● EXERCISE INSTRUCTIONS: Copy out the listing below, replacing "bounding box" with "rectangle" and leaving everything else unchanged. Omit the pictures from your copy.

[Annotation dataset entries]
Begin
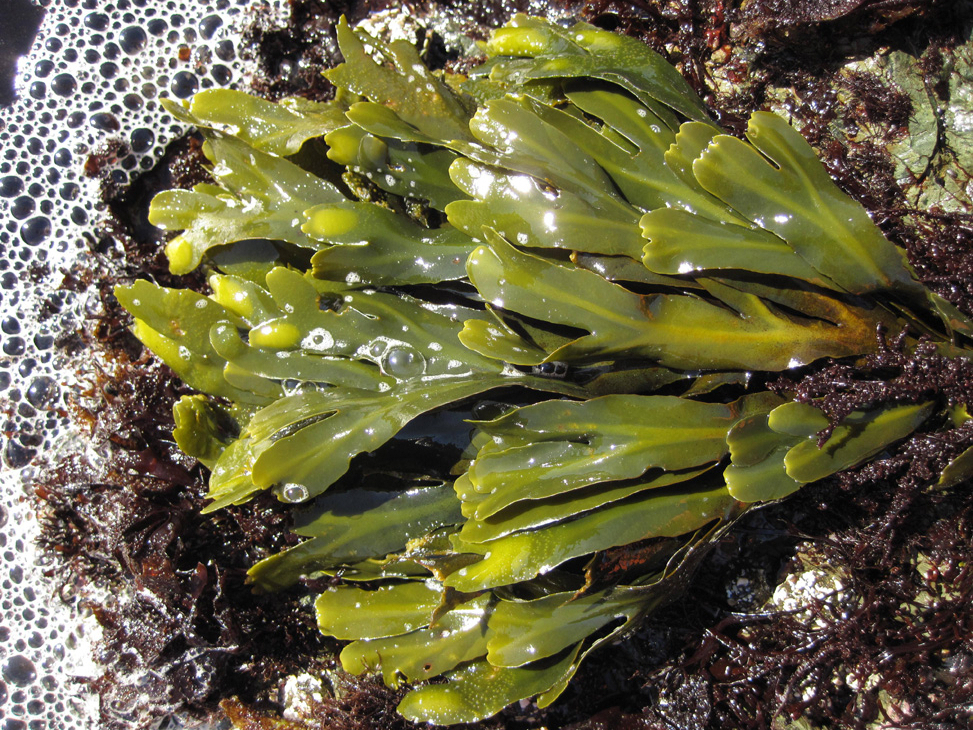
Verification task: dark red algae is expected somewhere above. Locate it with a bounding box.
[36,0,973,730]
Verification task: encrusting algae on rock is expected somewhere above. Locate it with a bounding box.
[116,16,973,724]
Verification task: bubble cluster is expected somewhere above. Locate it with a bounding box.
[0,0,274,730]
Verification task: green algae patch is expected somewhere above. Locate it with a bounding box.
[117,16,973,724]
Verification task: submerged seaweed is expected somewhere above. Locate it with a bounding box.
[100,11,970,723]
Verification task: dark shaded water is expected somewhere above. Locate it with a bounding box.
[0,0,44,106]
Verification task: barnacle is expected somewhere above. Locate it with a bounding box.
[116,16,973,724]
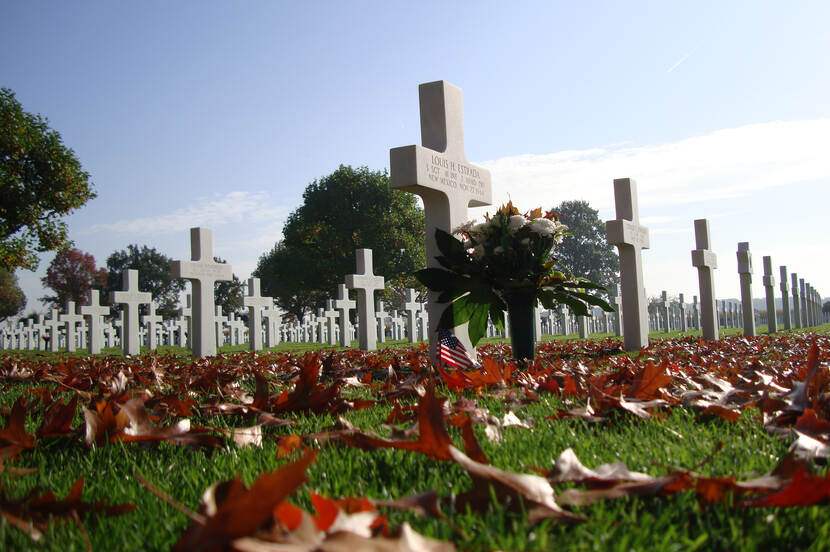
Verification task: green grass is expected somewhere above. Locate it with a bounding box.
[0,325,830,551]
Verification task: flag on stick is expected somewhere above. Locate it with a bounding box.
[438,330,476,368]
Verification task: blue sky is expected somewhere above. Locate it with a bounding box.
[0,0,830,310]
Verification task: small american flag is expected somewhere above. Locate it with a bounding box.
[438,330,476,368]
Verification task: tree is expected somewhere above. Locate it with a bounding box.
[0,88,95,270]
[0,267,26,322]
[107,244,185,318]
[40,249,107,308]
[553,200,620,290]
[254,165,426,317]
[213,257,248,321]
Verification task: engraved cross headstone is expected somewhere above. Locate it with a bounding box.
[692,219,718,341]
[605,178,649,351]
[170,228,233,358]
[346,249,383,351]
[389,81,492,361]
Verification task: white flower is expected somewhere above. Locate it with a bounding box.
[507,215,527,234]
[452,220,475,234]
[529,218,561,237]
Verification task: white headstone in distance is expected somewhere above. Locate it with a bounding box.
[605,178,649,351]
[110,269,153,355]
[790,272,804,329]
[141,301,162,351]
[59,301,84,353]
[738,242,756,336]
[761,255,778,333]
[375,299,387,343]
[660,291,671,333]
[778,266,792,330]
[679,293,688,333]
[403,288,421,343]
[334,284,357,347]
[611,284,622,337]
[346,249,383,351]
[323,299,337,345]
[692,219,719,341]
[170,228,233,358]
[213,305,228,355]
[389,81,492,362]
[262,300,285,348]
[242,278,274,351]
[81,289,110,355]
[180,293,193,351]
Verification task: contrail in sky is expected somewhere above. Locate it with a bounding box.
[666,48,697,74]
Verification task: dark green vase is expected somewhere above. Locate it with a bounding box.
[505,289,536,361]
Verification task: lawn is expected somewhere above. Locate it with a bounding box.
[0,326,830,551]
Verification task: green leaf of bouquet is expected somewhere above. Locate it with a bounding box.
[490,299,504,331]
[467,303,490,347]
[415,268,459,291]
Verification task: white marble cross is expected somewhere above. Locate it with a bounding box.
End
● ANSWER TO THIS EXERCISE:
Verification task: dark red algae is expected somewhere above. Locate it with a rectangle.
[36,0,973,730]
Verification task: encrusting algae on rock is expected somewhere above. Locate it with a rectangle.
[116,16,973,724]
Verification task: bubble cluster is expected somewhere above. Locate it with a rectangle.
[0,0,274,730]
Verification task: green algae patch is expected somewhere above. Locate it with a rectangle.
[117,16,973,724]
Verification task: submerged seaweed is expected somewhere above. Locate it with a rectangle.
[100,11,970,723]
Verification task: dark shaded water is expected somewhere above. Locate it with a rectangle.
[0,0,44,106]
Verification task: barnacle is expected somewhere above. Locate it with a rectangle.
[116,16,973,724]
Verification task: green grass is expected somewhere above. Locate it with a rectangle.
[0,325,830,551]
Verification task: flag on stick is expected somewhere above. Locate it with a rectangle.
[438,330,476,368]
Verification task: blue sky is expected somewhere above. Locate it with a rectangle.
[0,0,830,310]
Verification task: small american flag is expected somewhere above. Locate it with a rectangle.
[438,330,476,368]
Verification task: tree is expected somewhere above. Locate it with a rectangle.
[0,88,95,270]
[0,267,26,322]
[107,244,185,318]
[40,249,107,308]
[553,200,620,290]
[254,165,426,317]
[213,257,248,321]
Verification task: engraved cross headstone is expected somewhere above. Locate it with a rectangle.
[692,219,718,341]
[605,178,649,351]
[170,228,233,358]
[346,249,383,351]
[389,81,492,361]
Verification task: white flower is expected somewhere above. Locate it with a rectangle.
[507,215,527,234]
[452,220,475,234]
[529,218,561,237]
Verification task: white headstone in distance is expected somewhere above. Locate it with a rectangle.
[605,178,649,351]
[110,269,153,355]
[790,272,804,329]
[141,301,162,351]
[59,301,84,353]
[738,242,756,336]
[761,255,778,333]
[375,299,387,343]
[660,291,671,333]
[778,266,792,330]
[679,293,688,333]
[403,288,421,343]
[334,284,357,347]
[611,284,622,337]
[346,249,383,351]
[323,299,337,345]
[692,219,719,341]
[170,228,233,358]
[213,305,228,355]
[389,81,492,362]
[262,300,285,348]
[242,278,274,351]
[81,289,110,355]
[180,293,193,351]
Verification task: contrail in sky is expected somewhere above. Locate it with a rectangle.
[666,48,697,74]
Verification task: dark green vase is expected somewhere above. Locate it with a rectangle.
[505,289,536,361]
Verification task: lawn is expected somewhere above. Locate it with a rectangle.
[0,326,830,551]
Verification task: green leaf of bouquet is expected somewhere above. Locate it with a rectangle.
[490,299,504,331]
[467,303,490,347]
[415,268,459,291]
Verification task: white marble cross is expected somewhere above. Locate it with a rectangle.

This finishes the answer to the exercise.